REQUEST:
Copy the rows from the line with "Create the exact" to the line with "624L754 586L718 598L703", putting "coarse mask" wherever "rough mask" appears and keeping everything else the same.

EXERCISE MATERIAL:
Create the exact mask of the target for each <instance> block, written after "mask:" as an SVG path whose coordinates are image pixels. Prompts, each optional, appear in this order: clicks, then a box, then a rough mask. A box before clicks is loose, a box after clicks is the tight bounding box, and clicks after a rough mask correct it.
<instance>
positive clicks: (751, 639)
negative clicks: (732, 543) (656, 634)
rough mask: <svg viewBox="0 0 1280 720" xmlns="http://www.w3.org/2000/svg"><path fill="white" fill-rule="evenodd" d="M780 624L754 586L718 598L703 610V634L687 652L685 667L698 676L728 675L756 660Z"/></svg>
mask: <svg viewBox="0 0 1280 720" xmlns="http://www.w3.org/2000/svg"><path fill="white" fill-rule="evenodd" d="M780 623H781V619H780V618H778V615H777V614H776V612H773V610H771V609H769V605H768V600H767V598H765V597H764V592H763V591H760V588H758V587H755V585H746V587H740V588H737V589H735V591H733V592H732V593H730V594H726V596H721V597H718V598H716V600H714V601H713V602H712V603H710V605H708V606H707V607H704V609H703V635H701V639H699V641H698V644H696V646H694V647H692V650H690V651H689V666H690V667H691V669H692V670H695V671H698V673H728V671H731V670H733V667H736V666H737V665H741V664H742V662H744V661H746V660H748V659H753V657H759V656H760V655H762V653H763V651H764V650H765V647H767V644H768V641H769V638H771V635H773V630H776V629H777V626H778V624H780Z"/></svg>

...

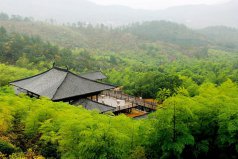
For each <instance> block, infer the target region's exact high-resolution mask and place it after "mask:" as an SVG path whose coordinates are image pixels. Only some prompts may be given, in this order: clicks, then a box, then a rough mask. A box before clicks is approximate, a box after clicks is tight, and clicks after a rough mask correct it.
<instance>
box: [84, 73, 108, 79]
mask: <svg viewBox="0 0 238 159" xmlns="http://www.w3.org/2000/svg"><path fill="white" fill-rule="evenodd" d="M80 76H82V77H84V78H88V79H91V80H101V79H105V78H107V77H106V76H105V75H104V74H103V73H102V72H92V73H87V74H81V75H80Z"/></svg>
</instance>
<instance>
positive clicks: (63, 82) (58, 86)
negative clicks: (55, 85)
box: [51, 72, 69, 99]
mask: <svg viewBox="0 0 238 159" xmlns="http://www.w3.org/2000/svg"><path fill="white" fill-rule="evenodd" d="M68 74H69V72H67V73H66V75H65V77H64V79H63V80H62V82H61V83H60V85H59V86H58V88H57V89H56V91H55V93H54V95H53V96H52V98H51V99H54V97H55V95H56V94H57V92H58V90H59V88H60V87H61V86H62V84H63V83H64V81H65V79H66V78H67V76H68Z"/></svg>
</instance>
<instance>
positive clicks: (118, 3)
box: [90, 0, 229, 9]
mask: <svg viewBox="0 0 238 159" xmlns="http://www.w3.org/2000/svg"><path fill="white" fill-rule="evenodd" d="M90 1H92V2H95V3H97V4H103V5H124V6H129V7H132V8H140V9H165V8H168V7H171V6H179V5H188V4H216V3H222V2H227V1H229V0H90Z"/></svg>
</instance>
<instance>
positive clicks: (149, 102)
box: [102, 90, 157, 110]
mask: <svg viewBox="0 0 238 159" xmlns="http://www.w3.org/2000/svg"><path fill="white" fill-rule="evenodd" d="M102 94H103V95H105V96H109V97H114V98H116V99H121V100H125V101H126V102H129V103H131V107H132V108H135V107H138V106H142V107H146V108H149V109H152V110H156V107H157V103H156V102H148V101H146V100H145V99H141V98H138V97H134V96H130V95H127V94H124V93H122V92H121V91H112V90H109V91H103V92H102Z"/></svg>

...

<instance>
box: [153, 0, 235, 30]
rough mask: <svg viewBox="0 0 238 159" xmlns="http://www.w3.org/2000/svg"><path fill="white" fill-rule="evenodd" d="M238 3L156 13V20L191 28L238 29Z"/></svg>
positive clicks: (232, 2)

OUTPUT:
Create the exact mask of the target for each <instance> block, written after "mask:" as an SVG path whose coordinates are image pixels. Prompts, each optional, appear in this order: clicks, then a box, then a coarse mask. A box before clicks is loose, a box after clicks is the tight bounding box, and clicks after a coarse mask correct it.
<instance>
positive clicks: (751, 639)
negative clicks: (732, 543) (656, 634)
coarse mask: <svg viewBox="0 0 1280 720" xmlns="http://www.w3.org/2000/svg"><path fill="white" fill-rule="evenodd" d="M780 624L754 586L718 598L703 610V634L687 652L685 667L698 676L728 675L756 660Z"/></svg>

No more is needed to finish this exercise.